> Directions for this task: Rewrite the material below so that every "Agent workflow" becomes "Agent task", and leave everything else unchanged.

*-*-*

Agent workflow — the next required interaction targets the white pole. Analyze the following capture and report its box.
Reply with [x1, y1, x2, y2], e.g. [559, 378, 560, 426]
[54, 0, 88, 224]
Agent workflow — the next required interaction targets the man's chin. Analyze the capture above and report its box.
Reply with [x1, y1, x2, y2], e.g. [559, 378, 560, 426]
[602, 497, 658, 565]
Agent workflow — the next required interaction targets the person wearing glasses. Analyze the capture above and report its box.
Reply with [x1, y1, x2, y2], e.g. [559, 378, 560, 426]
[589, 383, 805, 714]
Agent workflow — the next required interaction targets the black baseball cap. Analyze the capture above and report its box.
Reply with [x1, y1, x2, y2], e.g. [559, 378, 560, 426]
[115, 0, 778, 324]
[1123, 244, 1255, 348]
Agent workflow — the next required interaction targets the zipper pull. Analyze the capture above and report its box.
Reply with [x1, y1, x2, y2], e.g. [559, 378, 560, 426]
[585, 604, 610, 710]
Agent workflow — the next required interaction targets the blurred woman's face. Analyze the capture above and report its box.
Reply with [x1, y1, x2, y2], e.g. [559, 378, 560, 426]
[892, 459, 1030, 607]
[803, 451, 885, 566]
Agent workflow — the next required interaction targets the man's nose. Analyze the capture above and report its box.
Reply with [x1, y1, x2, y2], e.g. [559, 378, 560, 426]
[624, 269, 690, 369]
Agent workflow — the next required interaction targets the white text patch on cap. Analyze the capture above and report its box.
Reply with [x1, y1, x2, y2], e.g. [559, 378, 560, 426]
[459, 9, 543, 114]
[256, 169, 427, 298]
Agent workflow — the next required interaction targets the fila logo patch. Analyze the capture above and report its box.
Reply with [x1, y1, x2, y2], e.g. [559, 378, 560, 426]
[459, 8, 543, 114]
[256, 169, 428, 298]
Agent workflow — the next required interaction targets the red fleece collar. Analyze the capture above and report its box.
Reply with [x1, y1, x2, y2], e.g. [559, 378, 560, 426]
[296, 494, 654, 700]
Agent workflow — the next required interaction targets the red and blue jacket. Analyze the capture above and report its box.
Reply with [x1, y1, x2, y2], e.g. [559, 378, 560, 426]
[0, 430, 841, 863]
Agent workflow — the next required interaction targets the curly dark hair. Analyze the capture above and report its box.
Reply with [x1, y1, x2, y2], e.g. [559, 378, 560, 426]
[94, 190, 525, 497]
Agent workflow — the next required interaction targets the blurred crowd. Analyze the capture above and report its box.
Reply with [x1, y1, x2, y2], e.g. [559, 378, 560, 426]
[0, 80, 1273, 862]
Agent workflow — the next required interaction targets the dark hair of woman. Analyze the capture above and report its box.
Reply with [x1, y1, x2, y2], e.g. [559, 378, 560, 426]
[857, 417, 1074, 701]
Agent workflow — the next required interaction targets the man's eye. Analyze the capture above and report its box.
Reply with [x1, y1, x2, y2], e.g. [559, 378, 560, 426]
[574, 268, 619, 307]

*-*-*

> Task solution:
Agent task — the next required interaction targets the white pole. Analyze the following capture and report its box.
Reply with [x1, y1, x2, y2], e.g. [559, 378, 560, 426]
[54, 0, 88, 224]
Agent task — the next required interaction targets the man's chin. Analyze the capture above and report its box.
Reply with [x1, y1, x2, y2], e.g. [559, 378, 560, 426]
[602, 497, 658, 565]
Agent task — the next required interaction targets the person wearing glasses. Analyze the capture above and report its box.
Reply with [x1, y1, x2, y2], e.g. [559, 378, 560, 426]
[589, 383, 805, 714]
Agent task — the next required interaction targets the black baseball cap. Analyze the capture above and report its box.
Reply with [x1, y1, x2, y2], e.g. [559, 378, 560, 426]
[115, 0, 778, 324]
[1123, 244, 1255, 348]
Agent task — the next required interaction targets the zipper pull. Analyze the capture above and report its box.
Reply with [x1, y1, x2, y2], e.g. [559, 378, 560, 426]
[585, 604, 610, 710]
Agent task — the next required interaction targets the blurred woman's face. Analyze the capture above and report its box.
Reply with [x1, y1, x2, y2], e.g. [559, 378, 560, 426]
[892, 459, 1030, 607]
[803, 451, 885, 566]
Agent task — the next required interaction targets the man's nose. Analyze the capture above and report its box.
Reply with [x1, y1, x2, y2], e.g. [559, 378, 560, 426]
[624, 269, 690, 369]
Agent task — the next required interaction targets the white text patch on cap. Analyze the capture above and report its box.
Reply with [x1, y1, x2, y2], e.g. [559, 378, 560, 426]
[459, 9, 543, 114]
[256, 169, 427, 298]
Agent task — the next required interaction targets the fila logo patch. Analyze the capture above and report its box.
Reply with [x1, y1, x2, y2], e.g. [559, 378, 560, 426]
[459, 8, 543, 114]
[256, 169, 428, 298]
Agent task — the next required interaction targets the red fleece collar. Analyze the capture above and report its box.
Reply with [x1, y1, x2, y2], e.g. [559, 378, 560, 426]
[296, 494, 654, 700]
Agent task — the next required interaction targets the red and blue jacket. Analyze the capture above and report its box.
Reply with [x1, y1, x2, y2], e.g. [559, 378, 560, 426]
[0, 430, 841, 863]
Agent task — the next required interaction targets the curly dark hair. Analyze the capture above and report its box.
Reply with [x1, y1, x2, y2], e.g. [559, 378, 560, 426]
[94, 190, 525, 497]
Agent task — the next required interaction targets the blurred crowd. Analyze the capture above and report its box.
Reply with [x1, y1, x2, y2], e.g. [559, 378, 560, 426]
[0, 80, 1273, 862]
Agent task — the next required interaction targets the dark hair of woman. Analyze the capture above and report its box.
Reply with [x1, y1, x2, y2], e.g. [559, 378, 560, 426]
[857, 417, 1074, 701]
Agent task — the next required interaction targets the man's eye. Analyze the capture above and report its box.
Reply with [x1, y1, x2, y2], e.g. [559, 378, 560, 426]
[574, 268, 619, 307]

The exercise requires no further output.